→ JOB
Rewrite the material below, changing "porch roof" to "front awning" and keeping everything else the same. Leave the pictures out of your answer.

═════ ENTRIES PROVIDED ═════

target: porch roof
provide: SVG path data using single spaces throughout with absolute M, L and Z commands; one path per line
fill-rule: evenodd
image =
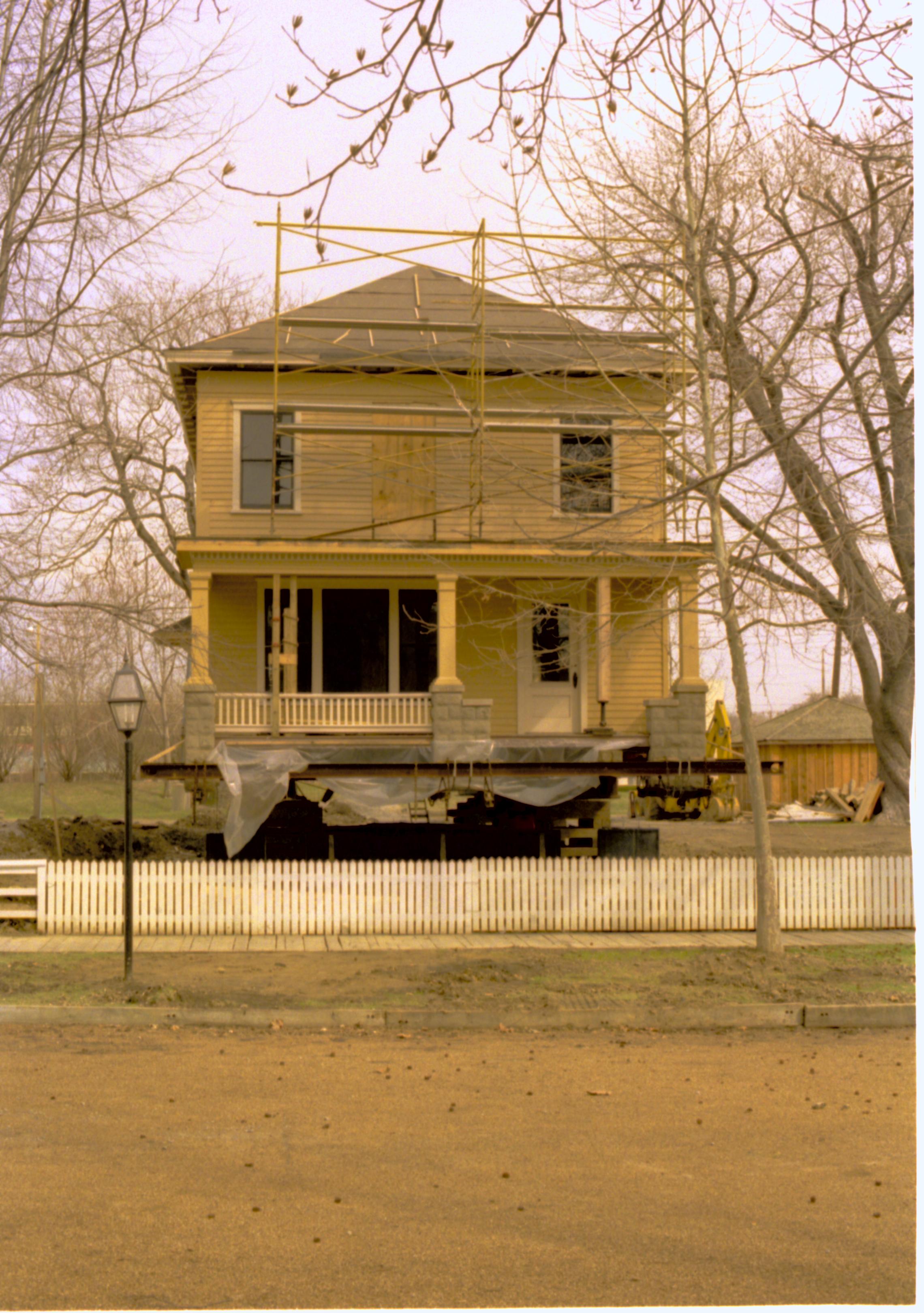
M 522 542 L 370 542 L 362 540 L 181 538 L 184 569 L 218 574 L 311 571 L 329 575 L 400 574 L 432 579 L 441 571 L 465 575 L 517 574 L 536 578 L 598 575 L 660 578 L 696 570 L 711 555 L 709 542 L 612 542 L 556 548 Z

═════

→ OUTPUT BELOW
target: front awning
provide: SVG path data using single spaces throughout with absolute M, L and Z commands; one path per line
fill-rule: evenodd
image =
M 522 542 L 370 542 L 362 540 L 181 538 L 184 569 L 218 574 L 311 571 L 329 575 L 400 574 L 432 579 L 441 571 L 465 575 L 517 574 L 536 578 L 598 575 L 660 578 L 696 570 L 711 555 L 709 542 L 612 542 L 556 548 Z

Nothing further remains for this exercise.